* **REQUIRED ACTIONS**
1 – Duplicate the section of the Aurora Victim Relief Fund post from "By Collin Lessing, JVA" up to and including "are being distributed.".
2 – Using the Aurora Victim Relief Fund post, mark each statement yes or no and quote the words that decide it: (a) Community First Foundation administers the Aurora Victim Relief Fund. (b) Community First Foundation charges an administration fee to manage the fund. (c) Victims raised concerns about how donated funds were being distributed.
3 – Write the next part of the Aurora Victim Relief Fund post, picking up after its last line.

* **TEXT SHOWN**

========

By Collin Lessing, JVA Consulting
Last week, the Aurora movie theater shooting returned to national headlines as victims from the tragic event voiced concerns and frustrations about how funds gathered from donations were being distributed. The story of the Aurora shooting is one that strikes deeply at our emotions both locally in Colorado and nationally, and the reactions from many community members regarding recent stories have been indicative of that reality. Community First Foundation, the administrator of the Aurora Victim Relief Fund, has been working to answer questions, address concerns and clear up any confusion regarding how funds from donations are being distributed.
At JVA, we recognize how complex and challenging it is to operate in this context, and we are thankful that Community First Foundation is committed to providing support to Colorado residents in these times of great need. Below are some of the steps we’ve observed that Community First Foundation has taken to offer clarity and transparency to the community and engage the victims and their families in the distribution process.
Community First Foundation posted common questions about the distribution process on its website. FAQs can be read here. Important items to note:
- Community First Foundation is not taking any administration fees to manage the fund.

========

* **GIVEN DATA**
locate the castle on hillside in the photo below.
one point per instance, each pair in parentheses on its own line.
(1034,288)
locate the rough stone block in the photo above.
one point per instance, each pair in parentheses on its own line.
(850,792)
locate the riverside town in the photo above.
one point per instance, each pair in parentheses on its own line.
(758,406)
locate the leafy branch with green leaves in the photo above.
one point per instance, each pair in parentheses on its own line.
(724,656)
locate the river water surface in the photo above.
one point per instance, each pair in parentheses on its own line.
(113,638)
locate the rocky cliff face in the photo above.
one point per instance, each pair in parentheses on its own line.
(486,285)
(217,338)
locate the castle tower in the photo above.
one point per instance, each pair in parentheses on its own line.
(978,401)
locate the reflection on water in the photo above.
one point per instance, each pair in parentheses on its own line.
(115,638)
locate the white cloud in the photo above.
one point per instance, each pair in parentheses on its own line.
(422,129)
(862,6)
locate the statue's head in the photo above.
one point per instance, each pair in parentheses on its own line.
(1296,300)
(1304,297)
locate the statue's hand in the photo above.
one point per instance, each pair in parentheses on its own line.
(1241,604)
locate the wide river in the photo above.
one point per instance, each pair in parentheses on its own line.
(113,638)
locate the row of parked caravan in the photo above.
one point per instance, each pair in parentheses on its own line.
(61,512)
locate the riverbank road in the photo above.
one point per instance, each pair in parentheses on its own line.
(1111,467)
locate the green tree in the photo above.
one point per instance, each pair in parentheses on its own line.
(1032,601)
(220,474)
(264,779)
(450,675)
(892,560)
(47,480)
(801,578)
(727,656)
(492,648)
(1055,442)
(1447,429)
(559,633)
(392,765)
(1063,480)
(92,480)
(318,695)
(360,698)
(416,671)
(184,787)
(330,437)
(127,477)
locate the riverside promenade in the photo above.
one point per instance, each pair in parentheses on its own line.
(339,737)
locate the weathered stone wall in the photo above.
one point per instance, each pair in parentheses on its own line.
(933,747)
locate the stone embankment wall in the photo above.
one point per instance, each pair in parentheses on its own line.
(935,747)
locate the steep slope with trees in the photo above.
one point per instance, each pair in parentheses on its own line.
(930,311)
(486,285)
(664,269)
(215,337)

========

* **ANSWERS PER TASK**
1 –
By Collin Lessing, JVA Consulting
Last week, the Aurora movie theater shooting returned to national headlines as victims from the tragic event voiced concerns and frustrations about how funds gathered from donations were being distributed. The story of the Aurora shooting is one that strikes deeply at our emotions both locally in Colorado and nationally, and the reactions from many community members regarding recent stories have been indicative of that reality. Community First Foundation, the administrator of the Aurora Victim Relief Fund, has been working to answer questions, address concerns and clear up any confusion regarding how funds from donations are being distributed.

2 –
(a) Yes: "Community First Foundation, the administrator of the Aurora Victim Relief Fund"
(b) No: "Community First Foundation is not taking any administration fees to manage the fund."
(c) Yes: "victims from the tragic event voiced concerns and frustrations about how funds gathered from donations were being distributed"

3 –
- The Fund does not make grants directly to individuals, but to nonprofit organizations offering assistance to individuals.
- Colorado Organization for Victim Assistance (COVA) has agreed to accept grants from the Aurora Victim Relief Fund with the commitment that all of the grant dollars will go directly to victims and their families in the form of direct support, such as cash, paid bills and requested services.
- COVA is not taking a fee for staff or overhead.
Some might wonder why Community First Foundation doesn’t make grants directly to individuals. According to the FAQs, the Foundation is leveraging experts in victim assistance, medical treatment, mental health and other needs brought on by the tragedy. Working through established nonprofits provides the benefits of necessary expertise, case management and added accountability.
Next steps are in motion
On Friday August 31, families of the victims of the shooting met with the 7/20 Recovery Committee to discuss the distribution process and how families and victims can be better represented on the committee. The 7/20 Recovery Committee is the body that is making recommendations regarding the funds, services and goods donated by individuals and businesses, and is made up of volunteers from a variety of nonprofit service providers, community foundations, government entities and community organizations. You can read more about the 7/20 Recovery Committee in Community First Foundation’s FAQs.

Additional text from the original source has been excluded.